WHAT IS REQUIRED. Please return every line in the records below that contains the word "white".

INFORMATION SUPPLIED.
::::
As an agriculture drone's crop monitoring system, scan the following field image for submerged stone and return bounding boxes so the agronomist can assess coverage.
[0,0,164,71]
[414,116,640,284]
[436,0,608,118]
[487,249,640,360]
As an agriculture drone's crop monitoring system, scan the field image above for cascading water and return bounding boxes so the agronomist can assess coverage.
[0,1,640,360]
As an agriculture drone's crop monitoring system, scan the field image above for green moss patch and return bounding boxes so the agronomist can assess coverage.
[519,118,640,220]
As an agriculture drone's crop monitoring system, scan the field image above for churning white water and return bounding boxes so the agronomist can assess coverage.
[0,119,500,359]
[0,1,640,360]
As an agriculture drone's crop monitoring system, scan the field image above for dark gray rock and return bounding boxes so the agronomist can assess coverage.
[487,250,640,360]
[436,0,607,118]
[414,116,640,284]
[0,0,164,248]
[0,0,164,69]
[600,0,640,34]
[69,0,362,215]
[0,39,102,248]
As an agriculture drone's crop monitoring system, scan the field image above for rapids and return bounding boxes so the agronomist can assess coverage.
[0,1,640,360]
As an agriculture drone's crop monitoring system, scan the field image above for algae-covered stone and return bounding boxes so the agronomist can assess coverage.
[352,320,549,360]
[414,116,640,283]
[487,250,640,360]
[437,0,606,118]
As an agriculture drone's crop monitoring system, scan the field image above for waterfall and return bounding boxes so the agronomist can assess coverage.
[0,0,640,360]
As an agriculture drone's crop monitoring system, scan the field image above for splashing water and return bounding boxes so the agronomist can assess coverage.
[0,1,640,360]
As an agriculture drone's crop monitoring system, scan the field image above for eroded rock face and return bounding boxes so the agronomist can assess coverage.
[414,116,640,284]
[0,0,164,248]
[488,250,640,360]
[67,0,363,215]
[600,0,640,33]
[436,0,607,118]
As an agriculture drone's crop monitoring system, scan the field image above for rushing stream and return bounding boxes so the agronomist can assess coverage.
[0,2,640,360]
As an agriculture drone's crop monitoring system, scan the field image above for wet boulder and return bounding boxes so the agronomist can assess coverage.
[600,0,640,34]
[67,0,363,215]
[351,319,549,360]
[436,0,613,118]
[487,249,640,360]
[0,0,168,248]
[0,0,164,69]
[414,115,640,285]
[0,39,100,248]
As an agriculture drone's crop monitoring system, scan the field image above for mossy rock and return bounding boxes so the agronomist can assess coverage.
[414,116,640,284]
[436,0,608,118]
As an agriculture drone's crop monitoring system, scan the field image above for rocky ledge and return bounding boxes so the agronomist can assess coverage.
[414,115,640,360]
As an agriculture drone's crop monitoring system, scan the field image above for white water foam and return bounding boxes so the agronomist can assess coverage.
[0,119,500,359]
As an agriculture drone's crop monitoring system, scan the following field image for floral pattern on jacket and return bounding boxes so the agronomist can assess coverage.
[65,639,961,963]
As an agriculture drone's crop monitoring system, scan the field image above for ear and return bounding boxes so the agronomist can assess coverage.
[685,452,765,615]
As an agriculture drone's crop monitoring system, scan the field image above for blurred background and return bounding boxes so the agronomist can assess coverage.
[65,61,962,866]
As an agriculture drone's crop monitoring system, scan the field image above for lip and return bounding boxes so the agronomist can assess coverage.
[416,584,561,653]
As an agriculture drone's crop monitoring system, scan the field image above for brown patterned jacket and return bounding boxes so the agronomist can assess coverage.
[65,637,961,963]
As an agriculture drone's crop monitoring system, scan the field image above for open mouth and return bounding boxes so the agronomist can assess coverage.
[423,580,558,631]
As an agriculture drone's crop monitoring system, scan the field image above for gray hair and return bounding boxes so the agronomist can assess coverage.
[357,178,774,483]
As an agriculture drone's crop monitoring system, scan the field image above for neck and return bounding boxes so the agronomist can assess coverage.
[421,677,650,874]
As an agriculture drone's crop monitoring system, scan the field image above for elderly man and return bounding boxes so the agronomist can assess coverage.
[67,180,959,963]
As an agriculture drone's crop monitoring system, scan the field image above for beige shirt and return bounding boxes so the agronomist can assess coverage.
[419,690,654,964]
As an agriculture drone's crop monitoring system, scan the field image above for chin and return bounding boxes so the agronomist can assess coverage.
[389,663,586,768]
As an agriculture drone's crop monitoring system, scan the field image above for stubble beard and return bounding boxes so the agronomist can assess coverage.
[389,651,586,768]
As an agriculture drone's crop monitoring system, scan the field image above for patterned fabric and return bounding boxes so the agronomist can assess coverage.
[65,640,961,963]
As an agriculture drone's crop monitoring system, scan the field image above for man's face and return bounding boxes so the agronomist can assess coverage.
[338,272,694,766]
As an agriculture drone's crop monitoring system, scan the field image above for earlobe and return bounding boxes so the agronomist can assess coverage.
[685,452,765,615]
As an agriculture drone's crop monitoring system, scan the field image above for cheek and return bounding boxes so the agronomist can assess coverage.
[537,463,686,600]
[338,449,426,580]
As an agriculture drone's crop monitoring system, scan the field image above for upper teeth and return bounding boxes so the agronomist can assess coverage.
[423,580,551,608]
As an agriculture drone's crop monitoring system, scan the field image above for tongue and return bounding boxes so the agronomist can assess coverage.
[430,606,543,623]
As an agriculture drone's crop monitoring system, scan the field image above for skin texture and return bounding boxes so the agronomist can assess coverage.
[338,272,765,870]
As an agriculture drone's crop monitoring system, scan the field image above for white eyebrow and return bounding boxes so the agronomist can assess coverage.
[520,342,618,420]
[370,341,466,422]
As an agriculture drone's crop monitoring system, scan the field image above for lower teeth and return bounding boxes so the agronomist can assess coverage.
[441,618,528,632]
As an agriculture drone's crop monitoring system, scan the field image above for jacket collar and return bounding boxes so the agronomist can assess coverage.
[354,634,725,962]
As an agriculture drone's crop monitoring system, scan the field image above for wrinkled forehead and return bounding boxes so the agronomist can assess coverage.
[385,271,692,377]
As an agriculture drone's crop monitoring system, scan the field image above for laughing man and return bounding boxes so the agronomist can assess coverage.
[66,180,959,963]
::::
CORRECT RESULT.
As an agriculture drone's crop monitoring system, scan the field image above for churning white water and return bounding boxes so the agronomist can assess coverage.
As an agriculture drone's crop monitoring system, scan the field image above for white water foam and return bounding boxes so the agronomist can assess coverage.
As an agriculture drone's crop monitoring system, scan the field image above for white eyebrow and return bounding boxes so the agronomist can assess coverage.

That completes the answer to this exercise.